- _Data in this exercise_:
■ ■ ■ ■ ■

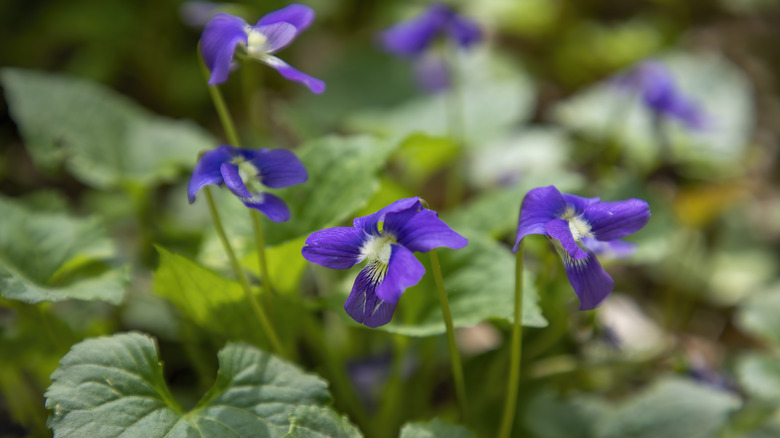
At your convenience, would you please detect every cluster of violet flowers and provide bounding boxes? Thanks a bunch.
[180,3,706,436]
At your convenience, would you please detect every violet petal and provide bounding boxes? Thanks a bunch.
[513,186,566,252]
[200,13,247,85]
[383,203,468,252]
[187,145,233,204]
[301,227,369,269]
[583,199,650,241]
[241,192,290,222]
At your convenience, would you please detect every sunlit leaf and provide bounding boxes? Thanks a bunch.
[368,233,547,336]
[154,247,263,342]
[349,49,535,147]
[555,53,754,178]
[523,391,607,438]
[0,197,127,304]
[46,333,355,438]
[399,418,476,438]
[0,68,216,188]
[736,353,780,406]
[735,284,780,345]
[598,378,740,438]
[267,136,397,244]
[284,406,363,438]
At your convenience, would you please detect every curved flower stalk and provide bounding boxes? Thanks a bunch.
[187,145,309,222]
[514,186,650,310]
[302,198,468,327]
[380,3,482,92]
[615,60,710,130]
[200,4,325,94]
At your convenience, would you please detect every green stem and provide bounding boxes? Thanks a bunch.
[498,241,523,438]
[251,210,274,293]
[204,186,284,356]
[200,52,281,326]
[430,248,469,422]
[200,65,241,147]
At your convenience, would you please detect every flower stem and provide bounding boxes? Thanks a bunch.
[251,210,274,293]
[199,52,273,306]
[204,186,284,356]
[430,248,469,422]
[498,241,523,438]
[201,78,241,148]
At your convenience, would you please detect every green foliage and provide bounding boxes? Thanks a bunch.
[268,135,397,245]
[0,68,216,188]
[284,406,363,438]
[555,53,755,177]
[379,234,547,336]
[736,284,780,345]
[598,378,740,438]
[399,418,476,438]
[348,49,534,147]
[736,353,780,406]
[525,378,740,438]
[46,333,359,438]
[0,197,127,304]
[154,247,262,342]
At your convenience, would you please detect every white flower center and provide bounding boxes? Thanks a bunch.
[233,158,260,192]
[561,208,593,243]
[360,237,393,265]
[360,236,395,284]
[246,27,268,57]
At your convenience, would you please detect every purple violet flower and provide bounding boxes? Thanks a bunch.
[380,3,482,56]
[379,3,482,92]
[187,145,309,222]
[615,60,709,129]
[514,186,650,310]
[301,198,468,328]
[200,4,325,94]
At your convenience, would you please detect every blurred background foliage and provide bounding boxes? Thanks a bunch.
[0,0,780,438]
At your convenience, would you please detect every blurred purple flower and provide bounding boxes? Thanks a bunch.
[379,3,482,92]
[187,145,309,222]
[200,4,325,94]
[301,198,468,327]
[380,3,482,56]
[514,186,650,310]
[179,1,221,28]
[615,60,709,129]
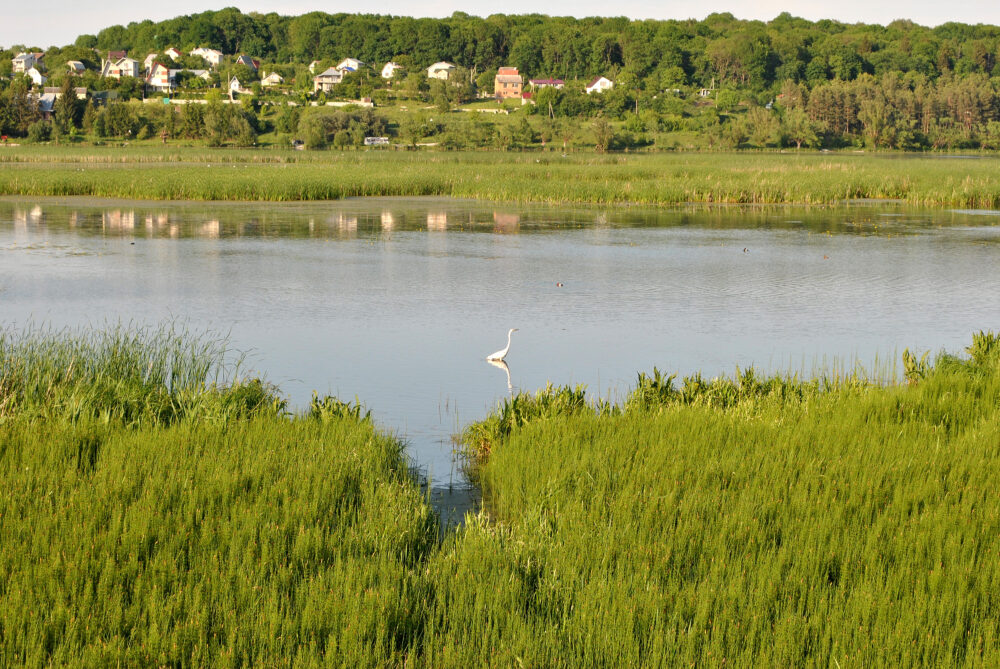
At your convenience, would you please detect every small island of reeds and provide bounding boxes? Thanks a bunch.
[0,146,1000,209]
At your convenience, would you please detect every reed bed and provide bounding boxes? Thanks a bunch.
[0,327,438,667]
[0,148,1000,208]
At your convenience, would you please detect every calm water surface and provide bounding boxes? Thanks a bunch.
[0,198,1000,520]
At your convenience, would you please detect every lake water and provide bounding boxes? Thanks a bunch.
[0,198,1000,524]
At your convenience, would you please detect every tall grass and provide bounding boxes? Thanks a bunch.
[0,327,438,667]
[0,324,285,425]
[0,147,1000,208]
[440,333,1000,667]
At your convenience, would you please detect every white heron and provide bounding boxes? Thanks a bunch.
[486,328,517,360]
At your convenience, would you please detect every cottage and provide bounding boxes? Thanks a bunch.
[584,77,615,95]
[337,58,364,72]
[382,60,403,79]
[427,60,455,81]
[493,67,522,100]
[528,79,566,90]
[146,63,173,93]
[236,54,260,72]
[191,46,222,67]
[42,86,87,100]
[11,51,45,74]
[260,72,285,86]
[38,93,59,119]
[27,67,49,86]
[229,77,252,98]
[101,56,139,79]
[313,67,344,93]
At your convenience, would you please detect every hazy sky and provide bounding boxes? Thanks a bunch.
[0,0,1000,48]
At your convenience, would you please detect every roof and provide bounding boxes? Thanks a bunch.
[236,53,260,70]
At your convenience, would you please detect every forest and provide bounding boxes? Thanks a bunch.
[0,8,1000,150]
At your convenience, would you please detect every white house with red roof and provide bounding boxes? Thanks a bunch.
[528,79,566,89]
[101,51,139,79]
[10,51,45,74]
[191,46,222,67]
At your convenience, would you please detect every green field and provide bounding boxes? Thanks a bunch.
[0,146,1000,208]
[0,329,1000,667]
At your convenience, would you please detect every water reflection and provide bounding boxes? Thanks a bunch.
[7,198,995,243]
[0,198,1000,528]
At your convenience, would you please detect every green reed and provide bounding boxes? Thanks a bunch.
[0,327,1000,667]
[444,333,1000,667]
[0,147,1000,208]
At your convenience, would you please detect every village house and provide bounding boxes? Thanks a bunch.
[42,86,87,100]
[493,67,522,100]
[11,51,45,74]
[27,67,49,86]
[236,54,260,72]
[38,93,59,120]
[191,46,222,67]
[146,63,212,93]
[583,77,615,95]
[337,58,364,72]
[528,79,566,90]
[427,60,455,81]
[382,60,403,79]
[313,67,344,93]
[229,77,253,99]
[101,51,139,79]
[260,72,285,87]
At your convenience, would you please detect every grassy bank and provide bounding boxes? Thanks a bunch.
[0,324,1000,667]
[0,147,1000,208]
[0,330,438,667]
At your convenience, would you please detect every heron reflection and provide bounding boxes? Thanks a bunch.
[486,360,514,394]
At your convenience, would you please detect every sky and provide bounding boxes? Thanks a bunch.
[0,0,1000,48]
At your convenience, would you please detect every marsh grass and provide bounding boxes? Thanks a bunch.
[0,328,1000,667]
[0,147,1000,209]
[446,333,1000,667]
[0,324,286,425]
[0,326,438,667]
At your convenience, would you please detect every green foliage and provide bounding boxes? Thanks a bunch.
[965,330,1000,367]
[0,328,1000,667]
[448,332,1000,667]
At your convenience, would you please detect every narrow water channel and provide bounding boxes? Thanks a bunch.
[0,198,1000,521]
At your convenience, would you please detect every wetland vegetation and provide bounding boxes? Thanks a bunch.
[0,147,1000,209]
[0,328,1000,667]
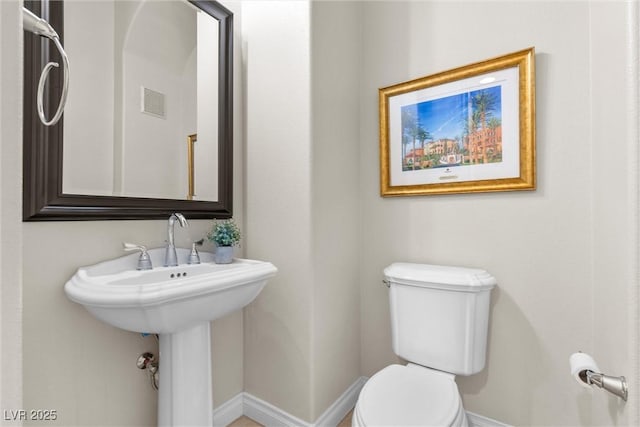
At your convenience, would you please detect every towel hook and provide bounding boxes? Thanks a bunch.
[22,7,69,126]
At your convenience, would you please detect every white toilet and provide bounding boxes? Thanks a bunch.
[352,263,496,426]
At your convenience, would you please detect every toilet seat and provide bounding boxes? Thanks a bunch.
[354,364,468,426]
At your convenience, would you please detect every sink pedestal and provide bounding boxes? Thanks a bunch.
[158,322,213,427]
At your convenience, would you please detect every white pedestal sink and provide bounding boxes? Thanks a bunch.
[64,248,277,426]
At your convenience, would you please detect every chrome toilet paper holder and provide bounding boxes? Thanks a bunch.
[579,369,629,402]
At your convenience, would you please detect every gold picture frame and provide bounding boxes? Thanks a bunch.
[379,47,536,197]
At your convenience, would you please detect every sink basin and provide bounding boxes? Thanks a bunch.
[64,248,277,334]
[64,248,278,426]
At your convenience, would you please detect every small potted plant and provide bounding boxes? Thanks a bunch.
[207,219,240,264]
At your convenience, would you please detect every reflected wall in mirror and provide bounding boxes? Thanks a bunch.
[24,0,233,221]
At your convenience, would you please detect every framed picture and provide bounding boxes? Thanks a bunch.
[379,48,536,196]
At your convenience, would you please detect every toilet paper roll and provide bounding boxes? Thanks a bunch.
[569,353,600,388]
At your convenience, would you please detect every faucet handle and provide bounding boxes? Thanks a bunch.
[187,239,204,264]
[122,242,153,270]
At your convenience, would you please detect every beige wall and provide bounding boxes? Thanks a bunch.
[0,2,23,416]
[243,2,360,422]
[360,1,638,425]
[242,1,314,419]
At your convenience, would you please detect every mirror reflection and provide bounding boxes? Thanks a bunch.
[62,0,219,201]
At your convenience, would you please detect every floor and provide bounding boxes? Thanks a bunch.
[229,411,353,427]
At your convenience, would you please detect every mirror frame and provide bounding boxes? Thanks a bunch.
[23,0,233,221]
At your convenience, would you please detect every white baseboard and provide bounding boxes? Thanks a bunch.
[213,377,510,427]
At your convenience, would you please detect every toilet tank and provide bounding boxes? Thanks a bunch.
[384,263,496,375]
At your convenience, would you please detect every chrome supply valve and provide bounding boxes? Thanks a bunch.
[122,243,153,270]
[187,239,204,264]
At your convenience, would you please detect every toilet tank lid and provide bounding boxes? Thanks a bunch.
[384,262,497,292]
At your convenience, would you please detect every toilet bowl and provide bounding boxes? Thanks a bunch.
[351,364,469,427]
[352,263,496,427]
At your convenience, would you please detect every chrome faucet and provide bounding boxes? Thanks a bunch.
[164,212,189,267]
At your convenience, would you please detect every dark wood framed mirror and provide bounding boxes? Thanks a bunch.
[23,0,233,221]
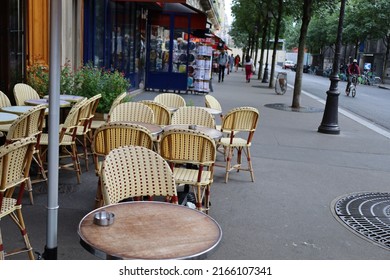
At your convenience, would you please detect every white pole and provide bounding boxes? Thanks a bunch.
[43,0,62,260]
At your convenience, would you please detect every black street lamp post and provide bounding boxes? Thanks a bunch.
[318,0,346,134]
[261,16,272,83]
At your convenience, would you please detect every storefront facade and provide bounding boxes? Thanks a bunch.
[83,0,149,88]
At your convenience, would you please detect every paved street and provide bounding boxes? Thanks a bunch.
[2,70,390,260]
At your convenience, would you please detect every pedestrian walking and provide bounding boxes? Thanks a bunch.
[218,50,229,83]
[234,55,241,72]
[229,54,234,72]
[244,55,254,83]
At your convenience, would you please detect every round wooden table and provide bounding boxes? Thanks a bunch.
[0,112,18,124]
[164,124,223,139]
[78,201,222,260]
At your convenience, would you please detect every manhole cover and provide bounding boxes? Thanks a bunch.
[332,192,390,249]
[264,103,324,113]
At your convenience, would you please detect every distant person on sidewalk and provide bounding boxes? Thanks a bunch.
[234,55,241,72]
[345,59,360,93]
[244,55,254,83]
[229,53,234,72]
[218,50,229,83]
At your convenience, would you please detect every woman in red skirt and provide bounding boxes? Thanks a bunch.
[244,55,253,83]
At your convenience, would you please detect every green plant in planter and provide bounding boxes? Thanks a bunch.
[75,63,130,113]
[27,63,49,97]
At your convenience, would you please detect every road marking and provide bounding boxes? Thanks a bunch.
[288,85,390,139]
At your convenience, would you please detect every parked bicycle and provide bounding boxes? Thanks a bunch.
[345,75,357,97]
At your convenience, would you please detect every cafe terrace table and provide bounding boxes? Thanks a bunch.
[43,94,84,103]
[0,106,48,115]
[199,107,222,115]
[164,124,223,140]
[78,201,222,260]
[129,122,163,136]
[0,112,18,124]
[24,98,72,108]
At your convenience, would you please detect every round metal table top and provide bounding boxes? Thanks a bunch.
[78,201,222,260]
[0,112,18,124]
[199,107,222,115]
[24,98,72,107]
[43,94,84,103]
[164,124,223,139]
[0,105,48,115]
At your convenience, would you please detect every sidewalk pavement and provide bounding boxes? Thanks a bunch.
[1,70,390,260]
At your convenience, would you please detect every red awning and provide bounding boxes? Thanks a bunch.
[151,2,207,30]
[111,0,186,4]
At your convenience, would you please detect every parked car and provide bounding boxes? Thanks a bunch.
[282,60,295,69]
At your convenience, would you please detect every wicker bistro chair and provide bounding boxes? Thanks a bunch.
[154,93,186,108]
[41,100,87,184]
[68,94,102,171]
[107,102,154,123]
[91,92,127,131]
[0,137,36,260]
[91,122,153,208]
[139,100,171,126]
[14,83,41,106]
[160,129,216,213]
[5,105,47,204]
[218,107,259,183]
[101,146,178,205]
[0,90,11,107]
[171,106,215,128]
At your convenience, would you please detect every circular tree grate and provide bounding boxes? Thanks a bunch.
[332,192,390,249]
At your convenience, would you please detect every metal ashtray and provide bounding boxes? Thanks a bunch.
[93,211,115,226]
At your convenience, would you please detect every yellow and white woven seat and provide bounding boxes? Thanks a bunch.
[160,129,216,213]
[101,146,178,205]
[41,101,85,184]
[0,137,36,260]
[5,105,47,204]
[91,122,153,207]
[217,107,259,183]
[171,106,215,128]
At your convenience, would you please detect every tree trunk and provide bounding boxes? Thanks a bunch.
[381,36,390,83]
[268,0,283,88]
[257,24,267,80]
[291,0,313,108]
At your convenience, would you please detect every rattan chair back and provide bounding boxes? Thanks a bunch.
[171,106,215,128]
[0,137,36,260]
[14,83,40,106]
[160,129,216,165]
[107,102,154,123]
[154,93,186,108]
[101,146,178,205]
[0,90,11,107]
[91,122,153,163]
[140,100,171,126]
[5,104,47,204]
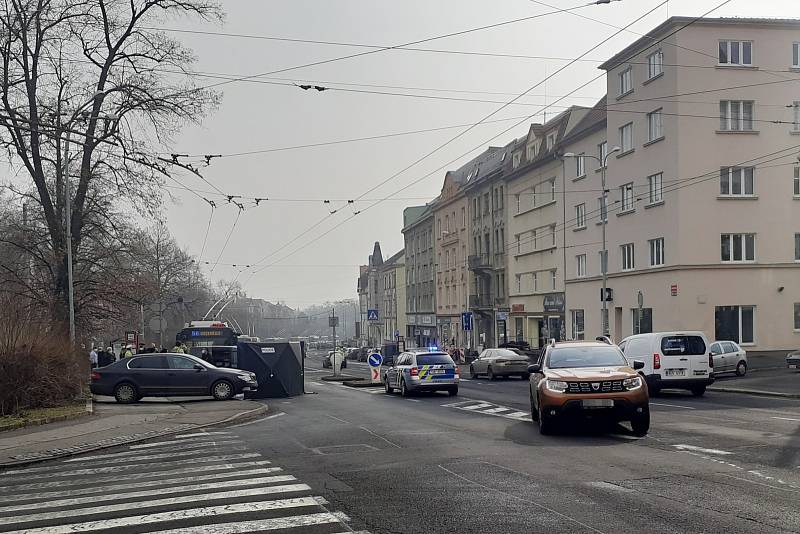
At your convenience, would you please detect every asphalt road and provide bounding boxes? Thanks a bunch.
[0,354,800,534]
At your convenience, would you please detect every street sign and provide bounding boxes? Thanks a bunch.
[461,312,472,332]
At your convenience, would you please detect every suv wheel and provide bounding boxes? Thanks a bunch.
[691,386,706,397]
[114,382,141,404]
[631,406,650,437]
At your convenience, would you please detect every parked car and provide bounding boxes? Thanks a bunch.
[469,349,530,380]
[711,341,747,376]
[619,332,714,396]
[322,350,347,369]
[528,341,650,436]
[89,354,258,404]
[383,349,459,397]
[786,350,800,369]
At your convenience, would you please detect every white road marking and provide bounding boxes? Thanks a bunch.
[673,445,733,456]
[650,402,696,410]
[10,497,327,534]
[458,402,492,410]
[64,448,246,464]
[145,512,341,534]
[0,467,282,504]
[0,453,262,478]
[0,484,311,532]
[0,475,297,513]
[481,406,513,415]
[175,432,230,438]
[0,460,280,492]
[74,440,243,463]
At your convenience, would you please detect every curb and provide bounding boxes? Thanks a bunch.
[0,399,94,436]
[706,386,800,399]
[0,404,269,469]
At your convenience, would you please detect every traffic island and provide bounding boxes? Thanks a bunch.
[342,378,383,388]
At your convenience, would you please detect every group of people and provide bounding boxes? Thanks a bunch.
[89,343,189,369]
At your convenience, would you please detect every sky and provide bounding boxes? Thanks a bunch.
[162,0,800,307]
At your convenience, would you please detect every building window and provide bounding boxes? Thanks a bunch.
[631,308,653,334]
[714,306,756,344]
[720,234,756,263]
[619,122,633,153]
[575,254,586,278]
[575,152,586,178]
[648,237,664,267]
[719,41,753,65]
[619,67,633,96]
[547,132,556,150]
[719,167,753,197]
[794,234,800,261]
[647,50,664,79]
[575,203,586,228]
[647,172,664,204]
[794,167,800,197]
[619,243,636,271]
[719,100,753,132]
[619,182,633,212]
[597,141,608,167]
[570,310,584,341]
[647,109,664,141]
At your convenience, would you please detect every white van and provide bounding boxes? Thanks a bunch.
[619,332,714,396]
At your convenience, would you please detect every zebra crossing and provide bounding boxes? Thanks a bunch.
[442,399,531,421]
[0,431,368,534]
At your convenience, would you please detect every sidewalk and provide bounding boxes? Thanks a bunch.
[708,368,800,399]
[0,397,267,467]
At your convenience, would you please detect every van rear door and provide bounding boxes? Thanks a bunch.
[661,334,709,380]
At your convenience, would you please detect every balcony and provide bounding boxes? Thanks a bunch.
[467,254,494,273]
[469,295,494,310]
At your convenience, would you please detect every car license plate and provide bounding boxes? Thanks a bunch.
[581,399,614,408]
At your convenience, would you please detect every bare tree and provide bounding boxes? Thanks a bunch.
[0,0,222,332]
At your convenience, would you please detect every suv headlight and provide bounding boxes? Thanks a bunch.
[622,376,642,391]
[544,380,568,393]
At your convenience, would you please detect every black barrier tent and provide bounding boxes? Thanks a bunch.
[237,342,305,399]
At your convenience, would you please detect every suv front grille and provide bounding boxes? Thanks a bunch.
[567,380,625,393]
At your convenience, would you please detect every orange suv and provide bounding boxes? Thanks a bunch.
[528,338,650,436]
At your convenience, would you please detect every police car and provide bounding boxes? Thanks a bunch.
[383,349,459,397]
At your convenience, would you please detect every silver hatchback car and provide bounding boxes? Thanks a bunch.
[383,350,459,397]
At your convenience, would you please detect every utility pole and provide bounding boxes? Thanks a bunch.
[64,130,75,346]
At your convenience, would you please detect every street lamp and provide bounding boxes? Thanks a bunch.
[564,146,622,336]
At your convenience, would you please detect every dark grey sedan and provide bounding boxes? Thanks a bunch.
[89,354,258,403]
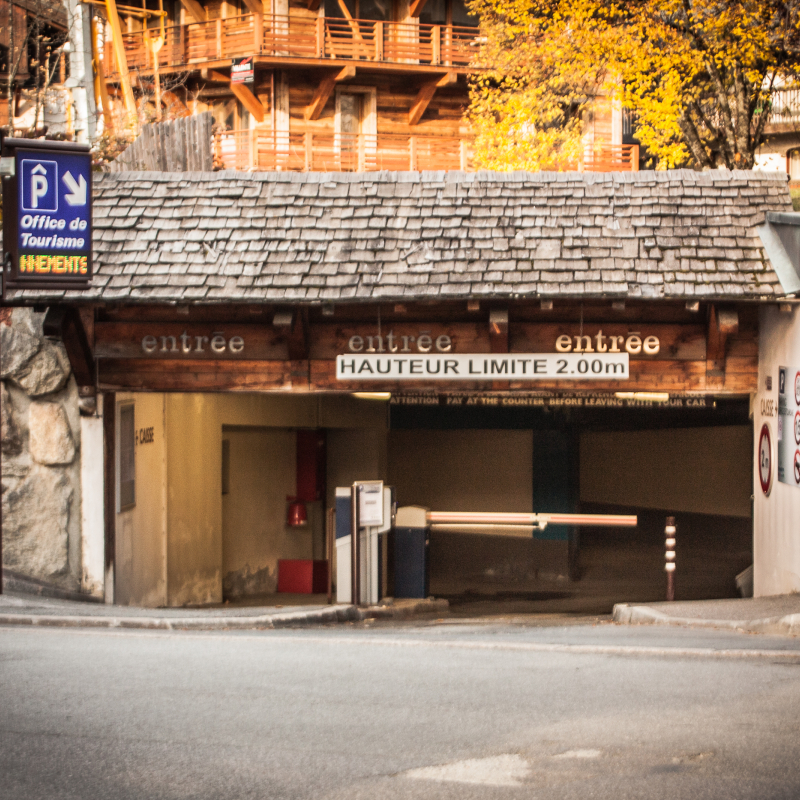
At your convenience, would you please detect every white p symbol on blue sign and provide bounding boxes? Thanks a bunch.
[22,158,58,211]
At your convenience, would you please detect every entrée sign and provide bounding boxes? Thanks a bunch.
[336,353,629,381]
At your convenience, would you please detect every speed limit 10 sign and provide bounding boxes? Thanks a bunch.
[758,422,772,497]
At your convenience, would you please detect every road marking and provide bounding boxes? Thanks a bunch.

■ ■ ■ ■ ■

- _What to do_: Print the listing lines again without any change, starting with the line that contains "At your convenience, would you please detect every sink pedestal" and going on through the line that contains "[213,377,510,427]", with both of those lines included.

- _Answer to the task_:
At your convenience, would you please detect every sink pedestal and provide bounding boxes? Thanks a bunch.
[158,322,213,427]
At your convenience, would you please detect every white pedestal sink and provide bounding boxes? Thanks a bunch.
[64,248,277,426]
At your convenience, would you please detect every chrome toilet paper holder and provide bounding boxes? Thanks a bunch.
[579,369,629,402]
At your convenience, would you please detect every gold picture frame and provide bounding boxes? Thanks a bunch.
[379,47,536,197]
At your convenience, would you please detect every sink basin and provide bounding boxes? Thanks a bunch.
[64,248,277,334]
[64,248,278,426]
At your convenience, would you please detect every small potted plant and provide bounding boxes? Thanks a bunch.
[207,219,240,264]
At your convenience, would you please detect every reflected wall in mirror and provide bounding boxes? Thanks a bunch.
[24,0,233,221]
At your convenience, would you please detect every framed picture and provide bounding boxes? Thanks a bunch.
[379,48,536,196]
At your convenience, would you please detect every toilet paper roll and provide bounding boxes? Thanks a bunch.
[569,353,600,388]
At your convenience, would you please detect every faucet handle and provide bounding boxes? Thanks a bunch.
[187,239,204,264]
[122,242,153,270]
At your convenience, would you please detect every beige wall and provide bounding boxes? Thanks a bunch.
[0,2,23,416]
[243,2,360,422]
[360,1,638,425]
[242,1,314,419]
At your convenience, would you please detect every mirror reflection and provide bounding boxes? Thanks a bunch.
[62,0,219,201]
At your convenience, would you please detect every floor and provide bounding boxes? Thanks a bunch.
[229,411,353,427]
At your convenience, would you please detect every mirror frame and provide bounding boxes? Thanks a bunch.
[23,0,233,221]
At your convenience, would you please detect every white baseboard and provide bounding boxes? Thanks a bunch.
[213,377,510,427]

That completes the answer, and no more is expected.